● Source data:
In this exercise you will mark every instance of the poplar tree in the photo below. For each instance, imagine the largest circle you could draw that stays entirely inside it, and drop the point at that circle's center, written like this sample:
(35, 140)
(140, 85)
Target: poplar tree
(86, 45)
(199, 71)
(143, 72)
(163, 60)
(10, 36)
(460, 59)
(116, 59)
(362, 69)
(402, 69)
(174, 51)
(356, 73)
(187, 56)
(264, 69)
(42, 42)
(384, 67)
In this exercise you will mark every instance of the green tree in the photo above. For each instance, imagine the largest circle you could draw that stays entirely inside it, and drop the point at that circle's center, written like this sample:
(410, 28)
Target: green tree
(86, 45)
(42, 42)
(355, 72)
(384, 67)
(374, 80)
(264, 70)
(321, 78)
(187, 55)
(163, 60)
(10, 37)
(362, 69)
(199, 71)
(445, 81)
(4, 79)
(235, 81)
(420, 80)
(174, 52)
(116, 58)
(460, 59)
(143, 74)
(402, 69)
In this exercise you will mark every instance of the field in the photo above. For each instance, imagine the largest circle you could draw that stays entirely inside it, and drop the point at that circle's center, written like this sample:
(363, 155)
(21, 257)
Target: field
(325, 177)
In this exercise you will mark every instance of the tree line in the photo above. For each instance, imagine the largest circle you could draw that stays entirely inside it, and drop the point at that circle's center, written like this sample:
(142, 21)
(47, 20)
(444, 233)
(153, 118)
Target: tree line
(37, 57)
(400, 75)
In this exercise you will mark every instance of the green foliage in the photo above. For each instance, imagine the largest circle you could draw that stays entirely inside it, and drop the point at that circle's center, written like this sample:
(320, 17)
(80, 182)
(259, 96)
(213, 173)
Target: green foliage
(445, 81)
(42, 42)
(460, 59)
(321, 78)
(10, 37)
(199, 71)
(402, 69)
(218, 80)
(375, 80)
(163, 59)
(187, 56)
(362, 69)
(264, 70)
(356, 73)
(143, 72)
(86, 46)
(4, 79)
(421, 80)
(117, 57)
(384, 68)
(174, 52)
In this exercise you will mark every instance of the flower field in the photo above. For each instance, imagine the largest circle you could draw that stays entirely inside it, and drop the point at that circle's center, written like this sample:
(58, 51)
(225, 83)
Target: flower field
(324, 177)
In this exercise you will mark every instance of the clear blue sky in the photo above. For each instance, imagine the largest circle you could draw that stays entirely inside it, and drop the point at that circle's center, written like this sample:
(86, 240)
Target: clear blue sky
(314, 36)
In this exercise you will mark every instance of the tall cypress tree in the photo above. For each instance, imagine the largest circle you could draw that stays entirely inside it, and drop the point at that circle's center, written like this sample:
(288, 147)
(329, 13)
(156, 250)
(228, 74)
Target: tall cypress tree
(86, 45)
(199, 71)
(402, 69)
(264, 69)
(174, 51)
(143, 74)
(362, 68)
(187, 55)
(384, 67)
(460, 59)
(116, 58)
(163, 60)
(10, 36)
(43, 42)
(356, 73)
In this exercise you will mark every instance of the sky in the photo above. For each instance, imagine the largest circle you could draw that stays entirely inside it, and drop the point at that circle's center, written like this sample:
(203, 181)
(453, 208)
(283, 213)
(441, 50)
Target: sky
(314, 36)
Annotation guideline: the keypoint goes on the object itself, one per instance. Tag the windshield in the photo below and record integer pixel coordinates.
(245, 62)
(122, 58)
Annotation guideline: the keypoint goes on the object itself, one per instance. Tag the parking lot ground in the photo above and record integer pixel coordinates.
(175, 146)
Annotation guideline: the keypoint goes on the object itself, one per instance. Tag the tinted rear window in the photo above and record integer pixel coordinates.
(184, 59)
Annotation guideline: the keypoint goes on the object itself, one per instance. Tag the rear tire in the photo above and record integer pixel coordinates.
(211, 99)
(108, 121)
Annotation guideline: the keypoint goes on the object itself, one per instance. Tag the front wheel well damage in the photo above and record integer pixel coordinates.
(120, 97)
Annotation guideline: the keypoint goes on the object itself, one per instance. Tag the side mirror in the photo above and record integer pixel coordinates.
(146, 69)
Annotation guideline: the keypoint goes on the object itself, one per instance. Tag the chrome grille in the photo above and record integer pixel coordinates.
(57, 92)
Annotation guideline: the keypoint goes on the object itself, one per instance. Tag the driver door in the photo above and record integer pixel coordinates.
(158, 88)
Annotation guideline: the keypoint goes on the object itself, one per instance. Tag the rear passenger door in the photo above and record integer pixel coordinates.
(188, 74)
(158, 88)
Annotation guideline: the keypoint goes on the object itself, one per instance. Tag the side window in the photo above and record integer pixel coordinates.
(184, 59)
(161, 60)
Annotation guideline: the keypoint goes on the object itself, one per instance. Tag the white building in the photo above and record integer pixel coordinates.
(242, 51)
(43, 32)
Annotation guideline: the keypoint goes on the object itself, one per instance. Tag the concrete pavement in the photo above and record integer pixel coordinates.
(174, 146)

● Task item:
Copy out the whole listing, exactly as written.

● The completed task:
In this exercise you will mark every instance of the poplar tree in the photo below. For each instance, imagine the largest circle you could draw that stays entirely inside it, and drop the point at that circle's center, written like this sample:
(35, 140)
(140, 85)
Target: poplar tree
(86, 45)
(199, 71)
(143, 72)
(163, 60)
(10, 36)
(460, 59)
(116, 59)
(362, 69)
(402, 69)
(174, 51)
(356, 73)
(187, 56)
(264, 69)
(42, 42)
(384, 67)
In this exercise you will mark every instance of the green tree in the photo above. For each instance, imagine the largest circle you could draw that stays entirely inside it, and drop the point at that circle's center, written like this sample:
(410, 28)
Target: green tree
(86, 45)
(42, 42)
(355, 72)
(384, 67)
(374, 80)
(264, 70)
(321, 78)
(187, 55)
(163, 60)
(10, 37)
(362, 69)
(199, 71)
(445, 81)
(4, 79)
(235, 81)
(420, 80)
(174, 52)
(116, 58)
(460, 59)
(143, 74)
(402, 69)
In this exercise you will mark every instance of the field in the photo above. For each instance, imagine the largest circle you could draw that stays entirely inside it, and drop the point at that circle's center, written like this sample:
(363, 155)
(21, 257)
Target: field
(325, 177)
In this exercise you will mark every instance of the tree line in the photo above. For each instance, imagine the largest circle you could draw that stays entirely inside it, and drop the point at that circle's center, written like this sample:
(142, 21)
(47, 20)
(444, 233)
(153, 118)
Target: tree line
(37, 57)
(400, 75)
In this exercise you will mark every instance of the green foliage in the photo above. For each instance, imagine the largest circle you could draw that stays entirely inside it, and drop the point at that circle's center, written like this sample:
(320, 17)
(80, 182)
(259, 96)
(213, 173)
Target: green foliage
(445, 81)
(42, 42)
(460, 59)
(321, 78)
(10, 37)
(199, 71)
(402, 69)
(218, 80)
(375, 80)
(163, 59)
(187, 56)
(362, 69)
(264, 70)
(356, 73)
(143, 72)
(86, 46)
(4, 79)
(421, 80)
(117, 57)
(384, 68)
(174, 52)
In this exercise you will mark every instance of the flower field in the photo above. For each instance, imagine the largest circle you could draw that stays entirely inside it, and drop the point at that circle's center, written like this sample:
(58, 51)
(225, 83)
Target: flower field
(324, 177)
In this exercise you will mark every instance of the clear blue sky in the photo above. For each instance, imagine the largest circle you could draw that stays entirely inside it, and drop the point at that circle's center, written like this sample:
(86, 240)
Target: clear blue sky
(314, 36)
In this exercise you will mark every instance of the tall cypress tree in the photo above. For each instance, imagine the largest circle you could draw that stays entirely inside it, and drop the point at that circle's center, written like this sample:
(288, 147)
(329, 13)
(156, 250)
(228, 74)
Target: tall cypress tree
(86, 45)
(199, 71)
(402, 69)
(264, 69)
(174, 51)
(143, 74)
(362, 68)
(187, 55)
(384, 67)
(460, 59)
(116, 58)
(163, 60)
(10, 36)
(43, 42)
(356, 73)
In this exercise you will mark every instance of the sky in the photo above. For each instance, imagine the largest circle you could draw that stays entirely inside it, and drop the point at that circle's center, written like this sample:
(203, 181)
(453, 208)
(283, 213)
(441, 50)
Target: sky
(314, 36)
Annotation guideline: the keypoint goes on the object itself, one per instance. Tag the windshield in the photo below and record integer pixel coordinates.
(245, 62)
(122, 58)
Annotation guideline: the keypoint goes on the object itself, one per instance. Tag the parking lot ground in the photo above and record integer pixel coordinates.
(175, 146)
Annotation guideline: the keypoint goes on the object itself, one per instance. Tag the tinted rear window in the photo above and record integer pixel coordinates.
(184, 59)
Annotation guideline: the keypoint goes on the object itself, one per instance. Tag the rear tire in the photo above and record integer pixel coordinates.
(211, 99)
(108, 121)
Annotation guideline: the keypoint goes on the object itself, one per instance. Tag the front wheel well damage in the photo above and record integer pixel coordinates.
(120, 97)
Annotation guideline: the keypoint goes on the object itself, one per instance. Tag the side mirror in the photo above and record integer pixel coordinates.
(146, 69)
Annotation guideline: the keypoint goes on the object itself, one per instance. Tag the chrome grille in the photo above and record integer pixel coordinates.
(57, 92)
Annotation guideline: the keypoint goes on the object itself, one per instance. Tag the driver door in the photo above and record integer pixel coordinates.
(158, 88)
Annotation guideline: the keypoint goes on the object itself, one per instance. Tag the rear passenger door in the photo above and record integer pixel coordinates.
(188, 74)
(158, 88)
Annotation guideline: the keypoint goes on the object itself, one per instance. Tag the side window in the photo above and record integer pixel coordinates.
(184, 59)
(161, 60)
Annotation guideline: the keypoint goes on the object itself, one per instance. Tag the white building in the photo above and record integer pixel coordinates.
(242, 51)
(43, 32)
Annotation guideline: the keypoint goes on the object itself, one per instance. Tag the concrete pavement in the photo above and record integer pixel coordinates.
(174, 146)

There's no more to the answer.